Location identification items

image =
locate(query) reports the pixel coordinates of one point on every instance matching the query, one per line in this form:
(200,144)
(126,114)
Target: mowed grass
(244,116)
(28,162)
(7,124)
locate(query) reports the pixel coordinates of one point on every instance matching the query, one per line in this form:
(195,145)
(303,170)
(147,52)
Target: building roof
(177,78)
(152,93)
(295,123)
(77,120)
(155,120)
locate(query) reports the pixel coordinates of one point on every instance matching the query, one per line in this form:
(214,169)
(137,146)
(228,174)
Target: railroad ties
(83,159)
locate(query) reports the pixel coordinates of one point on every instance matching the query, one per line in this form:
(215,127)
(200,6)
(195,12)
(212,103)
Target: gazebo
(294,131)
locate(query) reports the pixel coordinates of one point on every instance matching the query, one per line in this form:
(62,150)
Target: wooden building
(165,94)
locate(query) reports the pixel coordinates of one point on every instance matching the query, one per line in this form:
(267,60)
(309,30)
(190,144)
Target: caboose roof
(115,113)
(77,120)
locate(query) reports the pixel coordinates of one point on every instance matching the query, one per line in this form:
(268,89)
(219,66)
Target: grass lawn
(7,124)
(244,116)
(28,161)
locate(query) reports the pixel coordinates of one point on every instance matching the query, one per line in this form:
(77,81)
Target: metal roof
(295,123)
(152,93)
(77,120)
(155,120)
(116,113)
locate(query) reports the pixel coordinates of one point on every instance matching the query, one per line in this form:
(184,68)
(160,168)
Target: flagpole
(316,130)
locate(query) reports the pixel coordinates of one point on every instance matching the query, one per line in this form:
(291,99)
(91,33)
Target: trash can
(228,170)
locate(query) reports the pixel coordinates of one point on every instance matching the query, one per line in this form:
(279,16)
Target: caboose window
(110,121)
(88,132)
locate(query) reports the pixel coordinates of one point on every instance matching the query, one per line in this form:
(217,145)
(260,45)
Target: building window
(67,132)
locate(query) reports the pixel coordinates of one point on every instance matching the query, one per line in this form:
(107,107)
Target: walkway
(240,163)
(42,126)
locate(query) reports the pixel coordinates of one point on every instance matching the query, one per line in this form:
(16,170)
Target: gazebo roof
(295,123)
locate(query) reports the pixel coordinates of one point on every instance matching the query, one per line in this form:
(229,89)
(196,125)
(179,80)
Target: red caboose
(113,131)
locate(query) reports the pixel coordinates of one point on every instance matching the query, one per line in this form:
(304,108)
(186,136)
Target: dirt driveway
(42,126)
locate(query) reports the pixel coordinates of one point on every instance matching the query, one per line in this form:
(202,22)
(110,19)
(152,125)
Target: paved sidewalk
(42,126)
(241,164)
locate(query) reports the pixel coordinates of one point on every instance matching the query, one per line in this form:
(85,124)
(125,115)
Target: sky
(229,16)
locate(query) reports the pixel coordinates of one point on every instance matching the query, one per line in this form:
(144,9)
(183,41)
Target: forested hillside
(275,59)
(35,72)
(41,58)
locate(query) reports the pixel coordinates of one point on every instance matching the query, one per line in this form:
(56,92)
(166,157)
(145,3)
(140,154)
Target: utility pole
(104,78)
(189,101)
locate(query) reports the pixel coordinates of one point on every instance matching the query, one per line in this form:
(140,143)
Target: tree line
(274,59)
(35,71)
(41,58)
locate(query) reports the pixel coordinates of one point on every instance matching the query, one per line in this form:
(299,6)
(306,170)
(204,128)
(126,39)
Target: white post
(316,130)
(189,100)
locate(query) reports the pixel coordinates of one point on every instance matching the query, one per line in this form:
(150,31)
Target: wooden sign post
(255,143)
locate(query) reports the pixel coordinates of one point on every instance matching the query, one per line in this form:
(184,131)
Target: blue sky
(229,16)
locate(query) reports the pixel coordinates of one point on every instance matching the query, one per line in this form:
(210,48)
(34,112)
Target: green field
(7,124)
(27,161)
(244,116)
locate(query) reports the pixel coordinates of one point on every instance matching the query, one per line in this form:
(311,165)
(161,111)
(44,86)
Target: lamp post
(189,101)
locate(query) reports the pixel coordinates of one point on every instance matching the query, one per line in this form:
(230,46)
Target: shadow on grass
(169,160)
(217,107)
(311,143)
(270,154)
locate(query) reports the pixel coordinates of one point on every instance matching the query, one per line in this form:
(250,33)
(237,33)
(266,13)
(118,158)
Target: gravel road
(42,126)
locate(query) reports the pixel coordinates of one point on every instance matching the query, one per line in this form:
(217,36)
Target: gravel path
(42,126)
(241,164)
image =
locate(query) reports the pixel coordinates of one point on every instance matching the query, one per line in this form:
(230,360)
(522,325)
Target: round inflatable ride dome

## WHAT IS EXPECTED
Retype the data in full and match it exactly.

## SOLUTION FOR THIS TASK
image =
locate(query) reports the pixel coordinates of one point on every instance matching the query, one per line in this form:
(200,144)
(126,114)
Target: mowed grass
(244,116)
(28,162)
(7,124)
locate(query) reports the pixel coordinates of one point on every instance matching the query, one per line in this form:
(195,145)
(303,170)
(147,52)
Target: building roof
(177,78)
(152,93)
(295,123)
(77,120)
(155,120)
locate(query) reports the pixel coordinates of one point on every instance matching the query, one per line in this form:
(214,169)
(137,146)
(228,174)
Target: railroad ties
(83,159)
locate(query) reports the pixel coordinates of one point on every instance matching the query, one per line in this form:
(215,127)
(200,6)
(195,12)
(212,103)
Target: gazebo
(294,131)
locate(query) reports the pixel coordinates of one point on every instance matching the query, one per line in this form:
(62,150)
Target: wooden building
(165,94)
locate(query) reports the pixel coordinates of one point on every instance matching the query, one per line in this form:
(267,60)
(309,30)
(190,144)
Target: caboose roof
(115,113)
(77,120)
locate(query) reports the pixel coordinates of one point on every instance matching the query, one per line in this form:
(268,89)
(219,66)
Target: grass lawn
(7,124)
(244,116)
(28,161)
locate(query) reports the pixel coordinates of one point on every instance matching the query, one per line in this form:
(77,81)
Target: metal roof
(295,123)
(152,93)
(77,120)
(155,120)
(116,113)
locate(query) reports the pixel coordinates of one point on every instance matching the query, one per line in this form:
(184,68)
(160,168)
Target: flagpole
(316,130)
locate(query) reports the pixel coordinates of one point on every instance matching the query, one per line in this form:
(291,99)
(91,33)
Target: trash can
(228,170)
locate(query) reports the pixel coordinates of one point on every instance matching the query, one per line in this form:
(279,16)
Target: caboose window
(110,121)
(88,132)
locate(query) reports the pixel coordinates of one point on every instance matching the query, one per line in this form:
(217,145)
(260,45)
Target: building window
(67,132)
locate(query) reports the pixel coordinates of one point on every instance matching the query, one per line in this form:
(107,107)
Target: walkway
(240,163)
(42,126)
locate(query) reports the pixel coordinates of one point on every instance matching the query, one per line in this form:
(16,170)
Target: gazebo roof
(295,123)
locate(query) reports the pixel coordinates of one point on every instance matching the query, one per line in this form:
(229,89)
(196,125)
(179,80)
Target: red caboose
(113,131)
locate(query) reports the pixel coordinates of one point on every instance matching the query, one per line in this form:
(304,108)
(186,136)
Target: dirt driveway
(42,126)
locate(query) reports the pixel coordinates of one point on every instance matching the query, one per line in this form:
(202,22)
(110,19)
(152,125)
Target: paved sidewalk
(42,126)
(241,164)
locate(query) reports the pixel coordinates of one point on every instance matching the query, one per line in this form:
(85,124)
(125,115)
Target: sky
(229,16)
locate(query) reports the pixel coordinates of one point on every instance matching the query, one per line in this form:
(144,9)
(183,41)
Target: forested hillside
(275,59)
(35,72)
(41,58)
locate(query) reports the pixel coordinates of one point on every instance matching the query, one per line in this form:
(56,92)
(166,157)
(145,3)
(140,154)
Target: utility pole
(104,78)
(189,101)
locate(query) reports the pixel coordinates of one point on every instance matching the query, one per line in this form:
(140,143)
Target: tree line
(274,59)
(35,71)
(41,58)
locate(query) reports the pixel coordinates of one point on every instance matching the query, one per line in this form:
(299,6)
(306,170)
(204,128)
(126,39)
Target: white post
(316,130)
(189,100)
locate(query) reports the pixel coordinates of one point on every instance matching the query, one per line in this form:
(150,31)
Target: wooden sign post
(255,143)
locate(query) reports the pixel coordinates of one point on every instance matching the query, one per line in this form:
(184,131)
Target: blue sky
(229,16)
locate(query) reports the pixel coordinates of one point on every instance matching the query, one per line in this form:
(210,48)
(34,112)
Target: green field
(7,124)
(27,161)
(244,116)
locate(query) reports the pixel coordinates of one point on every instance matching the query, one per line in this form:
(311,165)
(161,111)
(44,86)
Target: lamp post
(189,101)
locate(query) reports the pixel coordinates of one point on every instance matching the query, one per line in this form:
(230,46)
Target: shadow on grass
(169,160)
(217,107)
(311,143)
(270,154)
locate(query) reports the pixel coordinates of one point on every instance matching the query, one per line in this form:
(250,33)
(237,33)
(266,13)
(118,158)
Target: gravel road
(42,126)
locate(query) reports the pixel coordinates of one point on every instance matching the query, one per line in this form:
(217,36)
Target: gravel path
(42,126)
(241,164)
image =
locate(query) reports the pixel coordinates of one point on every instance matching the query, one per line in this form:
(230,360)
(522,325)
Target: round inflatable ride dome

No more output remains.